SET PROBLEM: Gather every line in the records below that contains the string "ground", and copy each one out. Case counts.

— begin SUPPLIED MATERIAL —

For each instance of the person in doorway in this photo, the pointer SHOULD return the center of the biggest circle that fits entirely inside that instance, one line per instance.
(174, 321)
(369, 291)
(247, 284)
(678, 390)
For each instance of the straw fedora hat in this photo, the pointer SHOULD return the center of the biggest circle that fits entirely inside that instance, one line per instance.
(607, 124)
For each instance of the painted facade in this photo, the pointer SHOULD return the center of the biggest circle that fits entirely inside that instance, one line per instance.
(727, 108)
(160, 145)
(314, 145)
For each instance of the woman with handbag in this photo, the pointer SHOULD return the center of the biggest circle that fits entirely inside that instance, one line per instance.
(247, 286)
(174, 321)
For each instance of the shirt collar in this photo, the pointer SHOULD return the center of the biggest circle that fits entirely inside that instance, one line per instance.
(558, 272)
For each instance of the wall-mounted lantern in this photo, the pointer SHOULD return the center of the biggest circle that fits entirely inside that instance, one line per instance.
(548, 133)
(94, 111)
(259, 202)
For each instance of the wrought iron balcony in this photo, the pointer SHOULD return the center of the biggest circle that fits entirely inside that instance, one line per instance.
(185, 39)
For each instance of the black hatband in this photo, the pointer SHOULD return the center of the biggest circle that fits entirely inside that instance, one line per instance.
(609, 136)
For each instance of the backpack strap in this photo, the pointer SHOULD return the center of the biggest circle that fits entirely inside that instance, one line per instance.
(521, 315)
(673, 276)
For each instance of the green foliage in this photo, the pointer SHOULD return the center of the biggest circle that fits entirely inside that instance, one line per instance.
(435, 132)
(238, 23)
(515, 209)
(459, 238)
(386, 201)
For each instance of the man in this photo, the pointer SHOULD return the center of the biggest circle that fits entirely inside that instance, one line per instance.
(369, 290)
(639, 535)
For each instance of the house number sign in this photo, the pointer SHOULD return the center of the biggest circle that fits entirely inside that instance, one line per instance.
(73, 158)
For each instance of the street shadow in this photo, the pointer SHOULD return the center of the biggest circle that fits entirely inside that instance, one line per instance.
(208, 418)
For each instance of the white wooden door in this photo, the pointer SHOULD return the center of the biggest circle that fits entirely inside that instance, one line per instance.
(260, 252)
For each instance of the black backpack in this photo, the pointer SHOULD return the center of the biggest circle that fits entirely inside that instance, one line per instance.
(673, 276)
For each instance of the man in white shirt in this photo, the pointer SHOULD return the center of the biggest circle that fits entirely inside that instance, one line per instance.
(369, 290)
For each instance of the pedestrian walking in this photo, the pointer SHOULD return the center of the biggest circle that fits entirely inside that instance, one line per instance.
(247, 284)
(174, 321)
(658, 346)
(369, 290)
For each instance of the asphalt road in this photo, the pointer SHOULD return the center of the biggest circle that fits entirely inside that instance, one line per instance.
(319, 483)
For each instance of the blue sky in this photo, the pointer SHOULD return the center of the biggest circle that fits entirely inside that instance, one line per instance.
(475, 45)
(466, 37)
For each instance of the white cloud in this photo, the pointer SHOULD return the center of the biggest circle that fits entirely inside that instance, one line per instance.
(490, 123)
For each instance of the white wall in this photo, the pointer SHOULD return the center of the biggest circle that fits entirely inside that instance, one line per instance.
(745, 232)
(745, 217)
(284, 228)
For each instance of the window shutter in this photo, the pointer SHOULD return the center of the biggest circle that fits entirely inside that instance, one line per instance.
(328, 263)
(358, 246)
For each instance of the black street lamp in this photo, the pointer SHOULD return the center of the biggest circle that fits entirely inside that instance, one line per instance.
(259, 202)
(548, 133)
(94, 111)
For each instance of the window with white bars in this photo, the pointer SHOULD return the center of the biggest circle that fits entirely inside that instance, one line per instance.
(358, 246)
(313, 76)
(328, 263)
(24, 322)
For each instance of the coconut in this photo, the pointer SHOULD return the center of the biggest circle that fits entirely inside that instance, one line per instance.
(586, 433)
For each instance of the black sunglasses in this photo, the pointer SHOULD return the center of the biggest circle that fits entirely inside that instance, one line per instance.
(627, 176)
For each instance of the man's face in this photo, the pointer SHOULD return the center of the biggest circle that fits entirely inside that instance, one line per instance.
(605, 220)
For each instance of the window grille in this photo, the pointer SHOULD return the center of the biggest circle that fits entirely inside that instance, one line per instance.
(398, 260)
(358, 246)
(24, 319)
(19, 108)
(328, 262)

— end SUPPLIED MATERIAL —
— begin SUPPLIED MATERIAL —

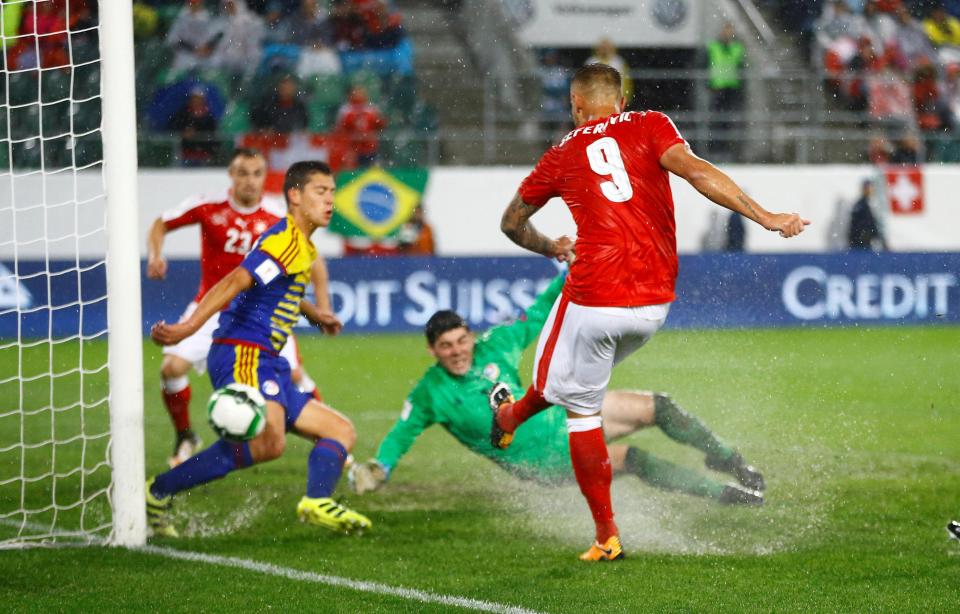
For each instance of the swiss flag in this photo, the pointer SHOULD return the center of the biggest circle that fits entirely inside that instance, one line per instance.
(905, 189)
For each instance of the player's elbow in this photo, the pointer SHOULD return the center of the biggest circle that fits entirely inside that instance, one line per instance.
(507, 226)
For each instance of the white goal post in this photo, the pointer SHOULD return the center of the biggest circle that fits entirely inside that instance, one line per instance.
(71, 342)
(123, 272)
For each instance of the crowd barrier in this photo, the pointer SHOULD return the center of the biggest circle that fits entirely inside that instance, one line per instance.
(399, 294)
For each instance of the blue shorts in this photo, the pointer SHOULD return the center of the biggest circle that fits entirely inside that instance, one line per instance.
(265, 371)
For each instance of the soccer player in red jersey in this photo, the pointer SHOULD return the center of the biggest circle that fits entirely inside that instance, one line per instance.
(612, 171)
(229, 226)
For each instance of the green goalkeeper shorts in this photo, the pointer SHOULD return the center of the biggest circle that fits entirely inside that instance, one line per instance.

— end SUPPLIED MATERIAL —
— begin SUPPLIED MATERIAL —

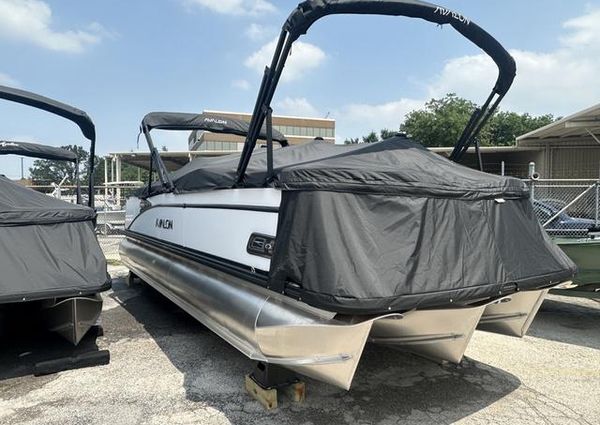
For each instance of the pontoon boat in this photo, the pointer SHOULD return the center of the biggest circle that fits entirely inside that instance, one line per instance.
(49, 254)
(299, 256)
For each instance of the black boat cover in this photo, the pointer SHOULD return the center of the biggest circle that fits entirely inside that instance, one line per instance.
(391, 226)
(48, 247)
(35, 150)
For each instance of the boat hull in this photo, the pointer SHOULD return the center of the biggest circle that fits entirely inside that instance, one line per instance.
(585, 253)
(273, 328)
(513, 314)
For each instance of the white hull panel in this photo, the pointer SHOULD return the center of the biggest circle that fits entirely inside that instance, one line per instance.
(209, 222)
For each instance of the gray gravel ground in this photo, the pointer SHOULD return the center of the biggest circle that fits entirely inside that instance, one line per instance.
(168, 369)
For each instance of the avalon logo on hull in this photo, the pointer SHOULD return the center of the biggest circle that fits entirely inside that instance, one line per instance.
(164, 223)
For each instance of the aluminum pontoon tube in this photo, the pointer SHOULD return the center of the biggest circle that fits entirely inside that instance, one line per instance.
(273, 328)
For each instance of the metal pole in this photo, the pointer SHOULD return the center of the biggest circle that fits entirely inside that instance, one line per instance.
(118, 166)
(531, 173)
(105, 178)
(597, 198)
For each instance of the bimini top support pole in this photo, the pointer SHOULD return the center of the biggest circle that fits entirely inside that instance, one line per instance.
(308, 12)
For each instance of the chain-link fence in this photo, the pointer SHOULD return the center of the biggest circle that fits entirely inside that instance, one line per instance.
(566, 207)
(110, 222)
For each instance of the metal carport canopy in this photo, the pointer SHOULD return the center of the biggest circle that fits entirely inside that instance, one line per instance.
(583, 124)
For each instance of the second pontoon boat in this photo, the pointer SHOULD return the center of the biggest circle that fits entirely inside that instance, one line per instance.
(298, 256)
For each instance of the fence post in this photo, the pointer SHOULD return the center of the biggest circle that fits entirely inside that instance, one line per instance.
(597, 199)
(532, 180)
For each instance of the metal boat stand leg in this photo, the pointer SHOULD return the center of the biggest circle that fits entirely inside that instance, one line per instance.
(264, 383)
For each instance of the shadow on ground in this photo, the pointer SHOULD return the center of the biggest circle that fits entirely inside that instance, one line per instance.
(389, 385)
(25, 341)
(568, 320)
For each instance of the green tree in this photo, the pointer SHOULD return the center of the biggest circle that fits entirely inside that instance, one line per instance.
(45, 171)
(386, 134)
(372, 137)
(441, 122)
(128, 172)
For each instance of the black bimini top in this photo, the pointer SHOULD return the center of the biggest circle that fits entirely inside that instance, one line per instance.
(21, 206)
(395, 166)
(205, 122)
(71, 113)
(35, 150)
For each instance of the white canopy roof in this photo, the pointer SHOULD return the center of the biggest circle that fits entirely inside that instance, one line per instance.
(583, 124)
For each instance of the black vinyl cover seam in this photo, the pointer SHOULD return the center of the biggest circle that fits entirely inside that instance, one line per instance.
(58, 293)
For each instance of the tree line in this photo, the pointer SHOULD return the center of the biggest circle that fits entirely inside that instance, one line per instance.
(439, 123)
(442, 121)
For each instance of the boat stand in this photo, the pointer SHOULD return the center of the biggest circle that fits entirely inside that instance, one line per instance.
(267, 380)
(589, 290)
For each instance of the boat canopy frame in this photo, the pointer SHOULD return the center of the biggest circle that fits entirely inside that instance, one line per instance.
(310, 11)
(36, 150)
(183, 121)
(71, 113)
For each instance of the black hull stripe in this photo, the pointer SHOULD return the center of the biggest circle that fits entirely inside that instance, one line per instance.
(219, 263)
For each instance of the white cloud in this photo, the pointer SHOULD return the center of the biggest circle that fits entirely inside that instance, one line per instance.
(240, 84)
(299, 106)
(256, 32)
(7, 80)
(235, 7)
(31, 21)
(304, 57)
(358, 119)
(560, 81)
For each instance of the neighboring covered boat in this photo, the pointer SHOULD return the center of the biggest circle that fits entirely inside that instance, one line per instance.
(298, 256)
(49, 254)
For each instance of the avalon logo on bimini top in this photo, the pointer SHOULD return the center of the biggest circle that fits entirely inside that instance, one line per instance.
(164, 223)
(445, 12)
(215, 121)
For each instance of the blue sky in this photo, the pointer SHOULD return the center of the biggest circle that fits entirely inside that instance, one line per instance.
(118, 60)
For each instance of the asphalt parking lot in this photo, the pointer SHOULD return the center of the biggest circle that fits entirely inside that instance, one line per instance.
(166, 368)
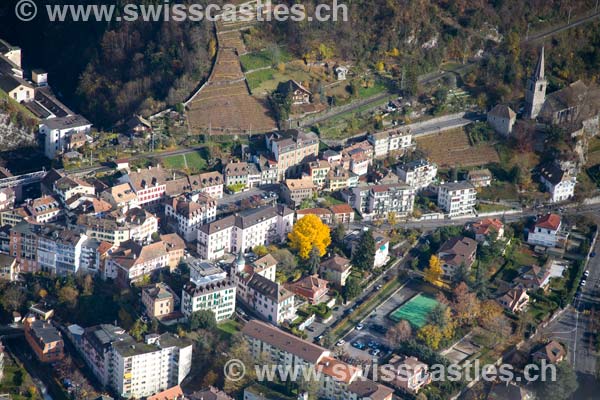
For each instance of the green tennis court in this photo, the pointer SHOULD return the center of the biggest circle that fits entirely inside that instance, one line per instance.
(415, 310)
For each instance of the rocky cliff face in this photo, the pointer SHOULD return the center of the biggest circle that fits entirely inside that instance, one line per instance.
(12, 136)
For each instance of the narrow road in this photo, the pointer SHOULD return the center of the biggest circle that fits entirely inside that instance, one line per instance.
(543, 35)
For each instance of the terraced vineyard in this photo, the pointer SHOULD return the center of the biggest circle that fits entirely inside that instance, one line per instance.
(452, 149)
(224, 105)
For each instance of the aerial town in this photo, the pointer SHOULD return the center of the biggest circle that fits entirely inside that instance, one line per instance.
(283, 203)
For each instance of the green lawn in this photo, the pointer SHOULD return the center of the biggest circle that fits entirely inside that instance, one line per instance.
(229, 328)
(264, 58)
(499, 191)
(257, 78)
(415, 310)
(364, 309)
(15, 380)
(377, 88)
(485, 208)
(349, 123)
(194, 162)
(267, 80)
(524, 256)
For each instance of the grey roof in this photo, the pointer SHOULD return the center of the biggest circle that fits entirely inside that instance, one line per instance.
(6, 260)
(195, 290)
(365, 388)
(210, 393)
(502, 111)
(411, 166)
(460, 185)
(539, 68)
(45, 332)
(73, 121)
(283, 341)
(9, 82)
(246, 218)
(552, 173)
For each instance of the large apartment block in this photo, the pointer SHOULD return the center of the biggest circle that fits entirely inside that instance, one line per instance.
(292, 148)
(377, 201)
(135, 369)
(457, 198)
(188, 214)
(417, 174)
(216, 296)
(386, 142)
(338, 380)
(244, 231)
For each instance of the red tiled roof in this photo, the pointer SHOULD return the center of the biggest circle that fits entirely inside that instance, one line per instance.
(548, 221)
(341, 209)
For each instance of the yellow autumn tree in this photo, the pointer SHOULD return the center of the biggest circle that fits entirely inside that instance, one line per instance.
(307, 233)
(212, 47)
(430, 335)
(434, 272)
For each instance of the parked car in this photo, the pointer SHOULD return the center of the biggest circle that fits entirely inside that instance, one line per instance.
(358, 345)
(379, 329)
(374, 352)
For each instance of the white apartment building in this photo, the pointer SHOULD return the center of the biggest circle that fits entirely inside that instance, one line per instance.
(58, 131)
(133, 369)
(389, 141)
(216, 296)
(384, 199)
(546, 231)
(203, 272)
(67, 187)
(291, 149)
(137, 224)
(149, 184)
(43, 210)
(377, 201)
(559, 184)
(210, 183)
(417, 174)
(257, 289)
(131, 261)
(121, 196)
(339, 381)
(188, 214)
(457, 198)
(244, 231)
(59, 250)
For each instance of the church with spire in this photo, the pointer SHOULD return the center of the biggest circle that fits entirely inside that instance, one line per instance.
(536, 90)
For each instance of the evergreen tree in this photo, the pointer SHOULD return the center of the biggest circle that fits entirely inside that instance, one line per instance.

— end SUPPLIED MATERIAL —

REPLY:
For each instance of the gray gravel ground in this photo, the pointer SHOULD return the center of the biggest circle that fits entirely inside that instance, one line per instance.
For each instance of the shadow on ground in this photo, the pointer SHOULD return the center of the biggest circle that fits entirely inside that instance, one line per instance.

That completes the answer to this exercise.